* Task instructions: Your answer should be the records again, unchanged in wording and free of images.
──────── Provided records ────────
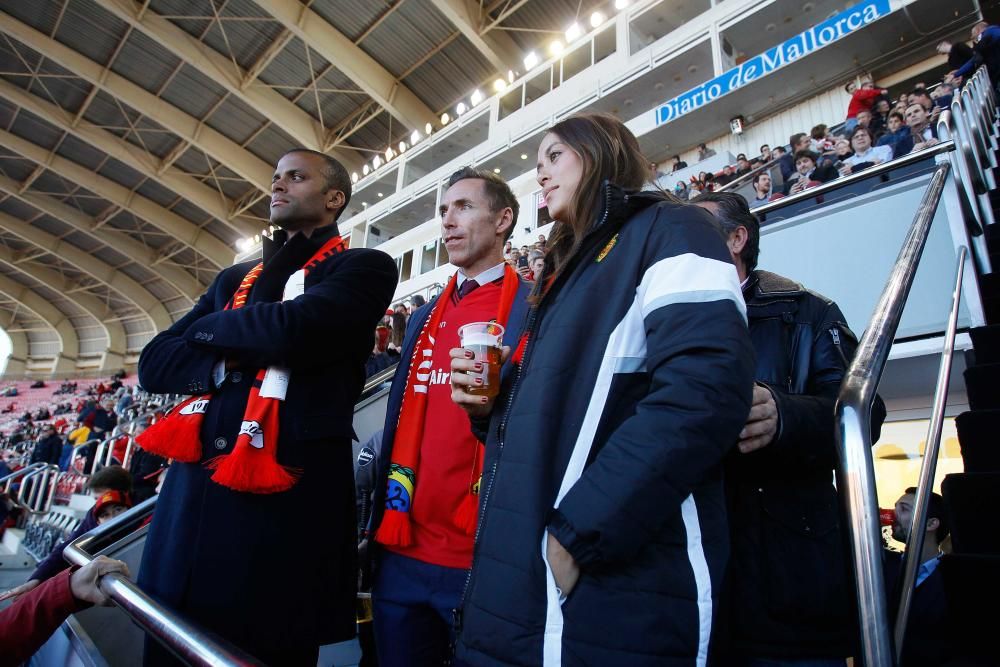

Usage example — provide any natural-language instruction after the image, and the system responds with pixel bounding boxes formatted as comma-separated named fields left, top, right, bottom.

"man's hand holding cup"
left=450, top=321, right=509, bottom=418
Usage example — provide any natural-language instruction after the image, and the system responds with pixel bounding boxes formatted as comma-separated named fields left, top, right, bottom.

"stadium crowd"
left=1, top=18, right=995, bottom=667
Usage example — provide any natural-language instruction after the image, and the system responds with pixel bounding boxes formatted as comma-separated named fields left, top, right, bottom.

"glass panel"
left=594, top=25, right=616, bottom=64
left=524, top=68, right=552, bottom=106
left=400, top=250, right=413, bottom=282
left=498, top=86, right=523, bottom=121
left=420, top=240, right=437, bottom=275
left=561, top=44, right=591, bottom=83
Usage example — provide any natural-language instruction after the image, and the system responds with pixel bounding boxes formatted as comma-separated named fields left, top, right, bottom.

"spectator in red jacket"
left=845, top=80, right=888, bottom=133
left=0, top=555, right=129, bottom=666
────────
* Expected answer:
Usage example — provide any natural-language instruction after the image, and the system responds with pixel bounding boxes formatted as comma-separated named fields left, top, right, bottom.

"man's hand holding cup"
left=450, top=321, right=509, bottom=418
Usage example — provide any natural-language instruction after the image, and the system responds with pixel bounding boxes formatted as comma-separated named fields left, top, right, bottom.

"stadium crowd"
left=1, top=18, right=995, bottom=667
Usage example — provide any natural-language instruction after the image, and the system responds with pixel bounding boxes formatted as comma-separated named fields left, top, right, bottom.

"glass panel"
left=594, top=25, right=616, bottom=64
left=524, top=68, right=552, bottom=106
left=400, top=250, right=413, bottom=282
left=498, top=86, right=523, bottom=121
left=420, top=240, right=437, bottom=275
left=561, top=44, right=591, bottom=83
Usage example — provide any natural-language instruction after the image, and the system responds with pixel bounding boxes formatted as comma-separated named fields left, top, right, bottom.

"spectator in red jacket"
left=845, top=80, right=888, bottom=133
left=0, top=555, right=129, bottom=666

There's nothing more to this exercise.